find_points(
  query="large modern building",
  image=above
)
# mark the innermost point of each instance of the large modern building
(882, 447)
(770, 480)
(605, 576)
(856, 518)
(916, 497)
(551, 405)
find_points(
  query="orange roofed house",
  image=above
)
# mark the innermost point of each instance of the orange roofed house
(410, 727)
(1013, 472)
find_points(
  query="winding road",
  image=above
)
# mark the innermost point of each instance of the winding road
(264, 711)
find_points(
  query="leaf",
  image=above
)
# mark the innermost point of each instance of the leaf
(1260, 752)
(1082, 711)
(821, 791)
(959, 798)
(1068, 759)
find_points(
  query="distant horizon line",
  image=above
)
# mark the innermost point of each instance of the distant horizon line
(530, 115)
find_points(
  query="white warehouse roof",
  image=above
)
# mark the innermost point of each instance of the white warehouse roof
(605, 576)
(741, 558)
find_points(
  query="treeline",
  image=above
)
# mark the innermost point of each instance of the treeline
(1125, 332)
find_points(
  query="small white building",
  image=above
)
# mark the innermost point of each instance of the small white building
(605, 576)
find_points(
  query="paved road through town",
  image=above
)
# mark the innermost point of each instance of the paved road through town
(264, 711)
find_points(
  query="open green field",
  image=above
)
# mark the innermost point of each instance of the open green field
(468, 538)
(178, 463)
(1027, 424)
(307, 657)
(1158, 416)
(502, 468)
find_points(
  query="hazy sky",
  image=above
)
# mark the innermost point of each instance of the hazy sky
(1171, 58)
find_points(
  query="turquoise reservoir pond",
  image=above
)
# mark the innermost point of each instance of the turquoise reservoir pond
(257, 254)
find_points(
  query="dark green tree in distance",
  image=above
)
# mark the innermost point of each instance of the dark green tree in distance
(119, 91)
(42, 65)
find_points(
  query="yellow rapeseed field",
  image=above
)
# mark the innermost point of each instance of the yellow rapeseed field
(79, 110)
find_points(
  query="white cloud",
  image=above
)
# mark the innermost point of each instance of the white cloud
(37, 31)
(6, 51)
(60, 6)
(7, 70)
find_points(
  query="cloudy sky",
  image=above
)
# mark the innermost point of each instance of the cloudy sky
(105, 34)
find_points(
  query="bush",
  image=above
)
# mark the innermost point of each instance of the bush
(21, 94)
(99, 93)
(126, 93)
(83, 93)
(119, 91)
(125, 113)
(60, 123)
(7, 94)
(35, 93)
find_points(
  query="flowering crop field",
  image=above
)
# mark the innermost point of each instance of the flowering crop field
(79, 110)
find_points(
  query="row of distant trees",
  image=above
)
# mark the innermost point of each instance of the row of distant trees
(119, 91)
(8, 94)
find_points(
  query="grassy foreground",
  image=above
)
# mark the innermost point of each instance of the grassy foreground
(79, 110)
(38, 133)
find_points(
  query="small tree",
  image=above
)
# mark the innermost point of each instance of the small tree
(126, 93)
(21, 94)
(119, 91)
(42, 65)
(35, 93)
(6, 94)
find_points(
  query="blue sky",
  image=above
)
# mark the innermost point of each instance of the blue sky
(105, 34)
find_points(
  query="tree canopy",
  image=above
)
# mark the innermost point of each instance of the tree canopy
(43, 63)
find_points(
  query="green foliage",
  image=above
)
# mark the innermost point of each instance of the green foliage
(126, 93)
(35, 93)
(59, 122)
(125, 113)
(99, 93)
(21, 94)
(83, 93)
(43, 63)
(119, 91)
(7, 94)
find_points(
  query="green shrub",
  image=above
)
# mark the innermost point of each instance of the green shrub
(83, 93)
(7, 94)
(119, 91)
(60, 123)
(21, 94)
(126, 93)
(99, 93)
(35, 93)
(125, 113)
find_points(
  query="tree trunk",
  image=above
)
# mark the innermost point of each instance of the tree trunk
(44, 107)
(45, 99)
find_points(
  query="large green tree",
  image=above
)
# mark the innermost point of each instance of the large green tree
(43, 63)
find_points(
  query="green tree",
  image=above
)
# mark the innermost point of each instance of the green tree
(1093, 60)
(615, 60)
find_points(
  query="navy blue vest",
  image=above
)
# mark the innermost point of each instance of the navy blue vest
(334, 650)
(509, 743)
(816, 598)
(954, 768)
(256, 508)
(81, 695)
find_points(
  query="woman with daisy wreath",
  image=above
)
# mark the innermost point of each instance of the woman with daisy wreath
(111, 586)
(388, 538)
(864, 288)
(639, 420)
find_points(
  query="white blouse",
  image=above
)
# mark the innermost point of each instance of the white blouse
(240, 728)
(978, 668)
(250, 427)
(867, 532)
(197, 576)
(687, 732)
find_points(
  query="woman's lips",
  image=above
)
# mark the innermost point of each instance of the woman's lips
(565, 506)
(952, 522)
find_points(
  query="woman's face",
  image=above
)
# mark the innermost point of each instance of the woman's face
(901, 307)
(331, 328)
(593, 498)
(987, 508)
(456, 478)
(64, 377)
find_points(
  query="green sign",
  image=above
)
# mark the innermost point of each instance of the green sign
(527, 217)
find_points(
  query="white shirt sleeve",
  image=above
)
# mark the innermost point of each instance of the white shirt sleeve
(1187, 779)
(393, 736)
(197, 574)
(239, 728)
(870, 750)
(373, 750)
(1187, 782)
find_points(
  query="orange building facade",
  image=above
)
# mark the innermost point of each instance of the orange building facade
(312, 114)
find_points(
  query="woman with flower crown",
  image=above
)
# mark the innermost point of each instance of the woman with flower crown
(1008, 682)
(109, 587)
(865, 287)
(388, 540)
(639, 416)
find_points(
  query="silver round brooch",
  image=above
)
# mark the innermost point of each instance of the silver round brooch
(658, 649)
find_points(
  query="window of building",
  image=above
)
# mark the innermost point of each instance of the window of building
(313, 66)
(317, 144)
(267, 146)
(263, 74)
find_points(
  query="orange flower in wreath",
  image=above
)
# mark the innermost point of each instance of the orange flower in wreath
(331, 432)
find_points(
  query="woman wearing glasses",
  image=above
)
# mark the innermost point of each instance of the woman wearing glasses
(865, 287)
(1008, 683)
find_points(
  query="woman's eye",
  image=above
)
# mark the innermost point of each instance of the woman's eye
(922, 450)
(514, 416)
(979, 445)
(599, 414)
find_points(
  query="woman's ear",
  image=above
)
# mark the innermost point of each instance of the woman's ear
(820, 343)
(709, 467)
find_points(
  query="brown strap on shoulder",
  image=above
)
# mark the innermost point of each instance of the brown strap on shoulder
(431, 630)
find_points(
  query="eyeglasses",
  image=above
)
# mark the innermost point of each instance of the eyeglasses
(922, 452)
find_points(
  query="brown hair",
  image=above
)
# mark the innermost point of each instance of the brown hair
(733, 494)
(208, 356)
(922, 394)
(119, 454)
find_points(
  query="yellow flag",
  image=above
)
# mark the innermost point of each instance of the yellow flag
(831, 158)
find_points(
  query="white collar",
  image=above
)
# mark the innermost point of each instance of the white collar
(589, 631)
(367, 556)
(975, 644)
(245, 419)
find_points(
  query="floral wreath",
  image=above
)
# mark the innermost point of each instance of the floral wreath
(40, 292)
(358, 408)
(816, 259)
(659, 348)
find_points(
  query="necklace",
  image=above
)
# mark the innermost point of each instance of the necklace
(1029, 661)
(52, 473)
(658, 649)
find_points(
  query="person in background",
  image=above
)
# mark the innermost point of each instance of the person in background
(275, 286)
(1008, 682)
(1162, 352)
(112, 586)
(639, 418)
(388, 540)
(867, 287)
:::
-- What you need to do --
Copy out the full set of entries without altering anything.

-- Solution --
find_points(
  query="large modern building",
  image=above
)
# mark the innermost point of each instance of the large modern building
(882, 447)
(770, 480)
(605, 576)
(856, 518)
(916, 497)
(551, 405)
find_points(
  query="orange roofed house",
  image=above
)
# mark the innermost point of each instance of the orange roofed house
(410, 727)
(1013, 472)
find_points(
  query="winding road",
  image=above
)
# mark the innermost point of each instance of the winding road
(264, 711)
find_points(
  query="leaf",
  image=above
)
# mark the innermost point of each instance of the leaf
(1260, 752)
(1082, 711)
(821, 791)
(959, 798)
(1068, 759)
find_points(
  query="distant horizon line",
  image=above
)
# mark the innermost point of each instance of the distant horizon line
(530, 115)
find_points(
  query="white warehouse roof",
  image=above
)
# mark the innermost point of each instance of the white warehouse roof
(605, 576)
(741, 558)
find_points(
  query="treeline",
  image=above
)
# mark the innermost point of each instance of the treeline
(1125, 332)
find_points(
  query="small white building",
  image=above
)
# mark the innermost point of each instance of the small white building
(605, 576)
find_points(
  query="paved road through town",
  image=above
)
# mark the innermost point of each instance of the paved road through town
(264, 711)
find_points(
  query="open green field",
  image=above
)
# mark the innermost point of each instance of the open green field
(468, 538)
(178, 463)
(1027, 424)
(307, 657)
(1158, 416)
(502, 468)
find_points(
  query="hazy sky",
  image=above
)
# mark the innermost point of each instance of the hazy sky
(1171, 58)
find_points(
  query="turquoise reservoir pond",
  image=above
)
# mark the innermost point of each instance of the turquoise reservoir pond
(257, 254)
find_points(
  query="dark green tree in distance",
  image=above
)
# mark the innermost point of each instance of the dark green tree in distance
(119, 91)
(42, 65)
find_points(
  query="yellow rapeseed field",
  image=above
)
# mark the innermost point of each instance of the yellow rapeseed field
(79, 110)
find_points(
  query="white cloud",
  image=above
)
# mark the innermost point of each instance of the white cloud
(37, 31)
(6, 51)
(60, 6)
(7, 70)
find_points(
  query="cloudy sky",
  image=above
)
# mark the innermost point of each instance of the cloudy sky
(105, 34)
find_points(
  query="bush",
  image=above
)
# mark the innermost point of each instance of the bush
(21, 94)
(99, 93)
(126, 93)
(83, 93)
(119, 91)
(125, 113)
(60, 123)
(7, 94)
(35, 93)
find_points(
  query="flowering crop field",
  image=above
)
# mark the innermost point of each instance of the flowering crop field
(79, 110)
find_points(
  query="row of distant trees",
  image=above
)
# mark the innermost point of each instance of the row of distant trees
(119, 91)
(8, 94)
find_points(
  query="grassy foreground",
  image=above
)
# mark the innermost point of each instance of the grassy foreground
(79, 110)
(38, 133)
find_points(
  query="small tree",
  image=above
)
# mark the innermost point of each instance of the small tree
(126, 93)
(21, 94)
(119, 91)
(42, 65)
(35, 93)
(6, 94)
find_points(
  query="blue sky",
  image=above
)
# mark the innermost point of each instance of the blue sky
(105, 34)
find_points(
  query="tree canopy",
  image=above
)
# mark the innermost point of each instance of the tree canopy
(43, 63)
find_points(
  query="green foliage",
  image=above
)
# mark the innermost point of each instance of the green foliage
(126, 93)
(35, 93)
(59, 122)
(125, 113)
(99, 93)
(21, 94)
(83, 93)
(43, 63)
(119, 91)
(7, 94)
find_points(
  query="green shrub",
  image=above
)
# mark the innermost point of each instance of the green shrub
(83, 93)
(7, 94)
(119, 91)
(60, 123)
(21, 94)
(126, 93)
(99, 93)
(35, 93)
(125, 113)
find_points(
  query="tree trunk",
  image=above
)
# mark the innermost point of each instance of the tree trunk
(44, 107)
(45, 99)
find_points(
  query="large green tree",
  image=above
)
# mark the innermost point of each instance of the large green tree
(43, 63)
find_points(
  query="green tree",
  image=above
)
# mark the innermost point of each instance of the green tree
(1093, 60)
(615, 60)
find_points(
  query="navy blue vest",
  image=above
)
# mark the innermost point of each instance of the navy blue vest
(334, 650)
(509, 743)
(816, 598)
(954, 768)
(256, 508)
(81, 695)
find_points(
  query="woman with daisy wreath",
  image=above
)
# mark the innermost point of each instance of the woman with daisy wreath
(111, 586)
(388, 538)
(864, 288)
(639, 420)
find_points(
  query="white blouse",
  image=above
)
# mark the innermost point of each instance of the white blouse
(240, 728)
(978, 668)
(250, 427)
(867, 532)
(197, 576)
(687, 732)
find_points(
  query="woman's lips",
  image=above
)
# mark the innermost point of each instance of the woman's lips
(565, 506)
(952, 522)
find_points(
  query="woman's face",
  image=above
)
# mark the innermost point of each instance of the woman's face
(901, 307)
(331, 328)
(593, 498)
(987, 508)
(456, 478)
(64, 377)
find_points(
  query="green sign",
  image=above
)
# mark the innermost point of each instance of the green sign
(527, 217)
find_points(
  query="white shirt sleeve",
  image=above
)
# mark the innermost point of each instance of the white shirt sleeve
(1187, 779)
(393, 736)
(197, 574)
(239, 728)
(870, 750)
(373, 750)
(1187, 782)
find_points(
  query="orange building facade",
  image=above
)
# mark the innermost point of each instance of the orange building facade
(312, 114)
find_points(
  query="woman with flower crown",
  image=above
)
# mark the innermost point of each instance of the woman with flower crown
(1008, 682)
(109, 587)
(865, 287)
(388, 540)
(639, 416)
find_points(
  query="silver round brooch",
  image=above
)
# mark the innermost point of each instance of the silver round brooch
(658, 649)
find_points(
  query="window of building",
  image=above
)
# mark the innermost point of each instance of the window of building
(313, 66)
(317, 144)
(267, 146)
(263, 74)
find_points(
  query="orange flower in wreath",
  image=above
)
# mark the innermost point of each instance of the orange flower in wreath
(331, 432)
find_points(
  query="woman wearing glasses",
  image=above
)
# mark the innermost point of each instance of the woman wearing glasses
(865, 287)
(1008, 683)
find_points(
  query="woman's eye",
  image=above
)
# mark the innermost point of each instance of the woman's eye
(922, 450)
(514, 416)
(979, 445)
(599, 414)
find_points(
  query="woman's ear",
  image=above
)
# mark the innermost point of each instance of the woman's ear
(820, 343)
(709, 467)
find_points(
  query="brown strap on shoulder",
  image=above
)
# mark the innermost point of each instance of the brown strap on shoulder
(431, 630)
find_points(
  query="eyeglasses",
  image=above
)
# mark the innermost point of each instance of the eyeglasses
(922, 452)
find_points(
  query="brown hair",
  image=above
)
# mark the innermost point of each instance of the brown hair
(733, 494)
(208, 356)
(922, 394)
(119, 454)
find_points(
  query="yellow flag",
  image=above
)
# mark the innermost point of each instance of the yellow flag
(831, 158)
find_points(
  query="white collar",
  image=above
)
# mark the innermost point of each instance of the white collar
(589, 631)
(367, 556)
(975, 644)
(245, 419)
find_points(
  query="floral wreath",
  image=above
)
# mark the innermost point of each instance of the floral wreath
(40, 292)
(358, 408)
(816, 259)
(659, 348)
find_points(
  query="necklace",
  image=above
)
# mark the innermost point of each instance of the necklace
(1029, 661)
(52, 473)
(658, 649)
find_points(
  query="person in background",
  image=above
)
# mark the innermost point of each instance of the person in background
(275, 286)
(1008, 682)
(1162, 352)
(112, 586)
(639, 418)
(388, 540)
(867, 287)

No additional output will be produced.